-- Opening Marker --

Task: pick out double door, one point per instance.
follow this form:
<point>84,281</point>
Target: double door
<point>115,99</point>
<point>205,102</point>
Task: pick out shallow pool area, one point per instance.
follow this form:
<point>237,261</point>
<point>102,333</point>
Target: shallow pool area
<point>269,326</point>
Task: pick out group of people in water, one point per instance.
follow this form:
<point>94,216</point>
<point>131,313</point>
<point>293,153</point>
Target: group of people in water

-- Closing Marker --

--- EXERCISE ---
Would you copy exactly the lines from the one that contains "<point>94,216</point>" through the final line of the records above, including both?

--- TASK ANSWER ---
<point>94,216</point>
<point>131,313</point>
<point>293,153</point>
Target: group of people in water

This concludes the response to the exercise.